**LISTED ENTRIES**
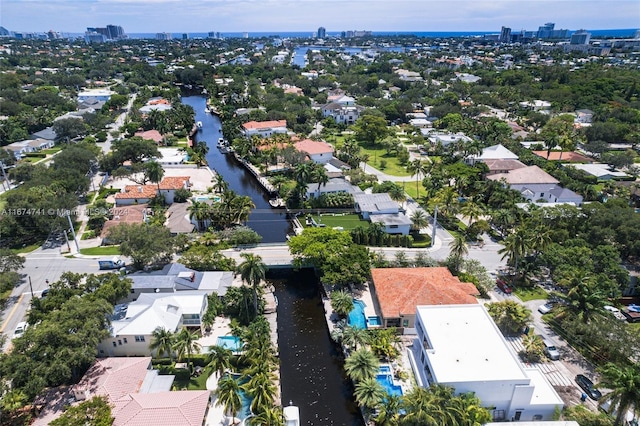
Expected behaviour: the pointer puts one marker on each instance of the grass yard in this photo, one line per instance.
(101, 251)
(530, 293)
(346, 221)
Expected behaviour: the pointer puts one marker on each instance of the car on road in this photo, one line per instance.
(503, 286)
(552, 352)
(20, 328)
(545, 309)
(587, 386)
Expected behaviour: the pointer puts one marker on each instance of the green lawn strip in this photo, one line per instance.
(530, 293)
(347, 221)
(101, 251)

**WORK INSTRUCTIONS**
Leave out the pictures and copy every record above exactly.

**SOLVED EXERCISE**
Expected behaviour: the pointer puts one marker on each instance of the grass yard in this photo, one line per instance.
(101, 251)
(530, 293)
(346, 221)
Expected behaviour: the pointer puts one marker on each instance of the car on road in this photo, one line per instance.
(503, 286)
(552, 352)
(20, 328)
(545, 309)
(587, 386)
Expected behaviour: the pointer puts one marker on each instance of the green lawn strip in this photo, one line per instance.
(530, 293)
(347, 221)
(101, 251)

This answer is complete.